Referring again to FIGS. 4 and 5, each lug 321 extends
circumferentially along a longitudinal axis 324 between a first end
321a and a second end 321b. In particular, each lug 321 is
positioned such that its longitudinal axis 324 is disposed in a
plane perpendicular to central axis 311. Further, each lug 321 has
a circumferential length measured along its axis 324 between its
ends 321a, b. In this embodiment, the circumferential length of
each lug 321 is about one-eighth the circumference of inner surface
313, and thus, ends 321a, b of each lug 321 are angularly spaced
about 45.degree. apart. In general, the circumferential length of
each lug (e.g., lug 321) is less than the circumference of the
inner surface of the lug ring (e.g., inner surface 313 of lug ring
310), but it may be shorter or longer than one-eighth of the
circumference of the inner surface (e.g., inner surface 313). The
remaining dimensions of each lug 321, e.g., its axial height 326
and radial width 327, are preferably selected such that each lug
321 engages a mating slot or recess disposed on lug adapter 330, as
shown in FIGS. 8 and 9 and described in more detail below. Further,
the dimensions of each slot 322, e.g., its axial height 328, are
preferably selected such that each slot 322 is sized and configured
to receive a lug disposed on lug adapter 330 as will be described
in more detail below.

|---|

Directions for this task: Copy out the lug ring passage above word for word, from start to finish.

Extracted records:
|---|

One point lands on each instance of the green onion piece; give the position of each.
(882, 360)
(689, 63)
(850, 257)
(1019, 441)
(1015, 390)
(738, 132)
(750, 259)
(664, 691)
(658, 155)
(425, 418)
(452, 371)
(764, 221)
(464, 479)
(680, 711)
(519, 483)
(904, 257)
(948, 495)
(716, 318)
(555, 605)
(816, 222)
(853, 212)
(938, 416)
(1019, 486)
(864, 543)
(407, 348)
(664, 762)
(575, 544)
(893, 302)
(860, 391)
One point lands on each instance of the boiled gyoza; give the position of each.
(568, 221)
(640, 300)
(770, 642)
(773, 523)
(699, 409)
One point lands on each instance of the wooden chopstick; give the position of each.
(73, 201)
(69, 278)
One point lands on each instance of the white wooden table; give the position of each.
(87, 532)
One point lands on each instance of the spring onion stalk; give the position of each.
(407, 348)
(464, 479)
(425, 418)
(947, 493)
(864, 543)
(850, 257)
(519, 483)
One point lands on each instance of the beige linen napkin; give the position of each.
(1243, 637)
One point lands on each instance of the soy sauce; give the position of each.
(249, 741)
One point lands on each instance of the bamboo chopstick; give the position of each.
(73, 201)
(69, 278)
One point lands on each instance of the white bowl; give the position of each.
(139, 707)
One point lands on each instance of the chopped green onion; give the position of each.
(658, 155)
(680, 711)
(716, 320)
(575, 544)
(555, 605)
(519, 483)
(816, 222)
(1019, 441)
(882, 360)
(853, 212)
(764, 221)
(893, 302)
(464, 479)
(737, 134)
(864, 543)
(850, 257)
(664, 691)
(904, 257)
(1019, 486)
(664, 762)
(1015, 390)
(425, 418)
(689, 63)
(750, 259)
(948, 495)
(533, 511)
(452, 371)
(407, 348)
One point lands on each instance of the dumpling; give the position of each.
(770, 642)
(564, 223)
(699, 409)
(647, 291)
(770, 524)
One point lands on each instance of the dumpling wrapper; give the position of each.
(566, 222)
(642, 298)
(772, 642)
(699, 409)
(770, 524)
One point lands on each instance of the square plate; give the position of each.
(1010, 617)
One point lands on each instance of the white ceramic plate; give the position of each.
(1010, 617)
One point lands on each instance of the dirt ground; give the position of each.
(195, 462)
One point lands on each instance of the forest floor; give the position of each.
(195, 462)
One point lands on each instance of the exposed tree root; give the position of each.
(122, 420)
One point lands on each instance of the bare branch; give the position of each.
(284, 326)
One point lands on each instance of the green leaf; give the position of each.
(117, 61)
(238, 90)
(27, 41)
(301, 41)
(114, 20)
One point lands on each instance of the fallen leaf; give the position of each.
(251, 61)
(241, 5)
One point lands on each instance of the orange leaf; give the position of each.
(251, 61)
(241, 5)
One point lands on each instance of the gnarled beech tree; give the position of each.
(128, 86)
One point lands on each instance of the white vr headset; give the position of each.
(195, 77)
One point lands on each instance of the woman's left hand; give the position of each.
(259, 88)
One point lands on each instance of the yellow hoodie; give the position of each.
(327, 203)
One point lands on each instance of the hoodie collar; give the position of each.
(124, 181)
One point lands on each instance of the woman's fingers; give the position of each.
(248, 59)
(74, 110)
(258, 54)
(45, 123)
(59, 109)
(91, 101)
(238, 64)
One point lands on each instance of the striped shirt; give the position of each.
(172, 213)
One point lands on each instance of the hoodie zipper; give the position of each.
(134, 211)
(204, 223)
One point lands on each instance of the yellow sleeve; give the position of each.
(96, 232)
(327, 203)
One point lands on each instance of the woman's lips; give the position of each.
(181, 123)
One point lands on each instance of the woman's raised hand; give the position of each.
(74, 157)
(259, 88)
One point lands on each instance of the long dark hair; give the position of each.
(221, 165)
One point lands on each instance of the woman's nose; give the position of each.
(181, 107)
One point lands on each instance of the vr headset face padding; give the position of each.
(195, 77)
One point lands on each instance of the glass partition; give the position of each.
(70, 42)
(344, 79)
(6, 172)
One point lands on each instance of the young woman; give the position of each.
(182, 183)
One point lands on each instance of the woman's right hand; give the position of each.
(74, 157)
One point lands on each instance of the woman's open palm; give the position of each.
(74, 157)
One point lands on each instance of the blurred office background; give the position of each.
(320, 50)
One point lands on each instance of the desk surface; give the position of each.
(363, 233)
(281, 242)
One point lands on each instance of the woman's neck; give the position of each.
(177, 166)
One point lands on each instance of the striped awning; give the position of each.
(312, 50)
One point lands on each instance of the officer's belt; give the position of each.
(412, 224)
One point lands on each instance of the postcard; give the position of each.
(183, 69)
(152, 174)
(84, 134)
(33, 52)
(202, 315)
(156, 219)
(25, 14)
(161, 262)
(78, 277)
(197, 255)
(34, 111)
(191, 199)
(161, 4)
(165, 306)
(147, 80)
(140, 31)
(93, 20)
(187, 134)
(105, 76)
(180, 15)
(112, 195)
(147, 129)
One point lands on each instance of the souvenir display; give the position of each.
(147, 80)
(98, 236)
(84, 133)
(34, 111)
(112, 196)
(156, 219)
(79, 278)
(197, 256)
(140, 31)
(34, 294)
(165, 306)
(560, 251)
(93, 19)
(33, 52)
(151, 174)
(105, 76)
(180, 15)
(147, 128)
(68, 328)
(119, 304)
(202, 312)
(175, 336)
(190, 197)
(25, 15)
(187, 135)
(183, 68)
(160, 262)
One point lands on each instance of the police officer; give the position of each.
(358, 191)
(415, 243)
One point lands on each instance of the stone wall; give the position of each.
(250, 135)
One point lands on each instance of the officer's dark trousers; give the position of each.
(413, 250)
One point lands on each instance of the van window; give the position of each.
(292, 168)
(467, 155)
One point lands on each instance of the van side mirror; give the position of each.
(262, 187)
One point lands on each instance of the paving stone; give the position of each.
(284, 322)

|---|

The answer:
Referring again to FIGS. 4 and 5, each lug 321 extends
circumferentially along a longitudinal axis 324 between a first end
321a and a second end 321b. In particular, each lug 321 is
positioned such that its longitudinal axis 324 is disposed in a
plane perpendicular to central axis 311. Further, each lug 321 has
a circumferential length measured along its axis 324 between its
ends 321a, b. In this embodiment, the circumferential length of
each lug 321 is about one-eighth the circumference of inner surface
313, and thus, ends 321a, b of each lug 321 are angularly spaced
about 45.degree. apart. In general, the circumferential length of
each lug (e.g., lug 321) is less than the circumference of the
inner surface of the lug ring (e.g., inner surface 313 of lug ring
310), but it may be shorter or longer than one-eighth of the
circumference of the inner surface (e.g., inner surface 313). The
remaining dimensions of each lug 321, e.g., its axial height 326
and radial width 327, are preferably selected such that each lug
321 engages a mating slot or recess disposed on lug adapter 330, as
shown in FIGS. 8 and 9 and described in more detail below. Further,
the dimensions of each slot 322, e.g., its axial height 328, are
preferably selected such that each slot 322 is sized and configured
to receive a lug disposed on lug adapter 330 as will be described
in more detail below.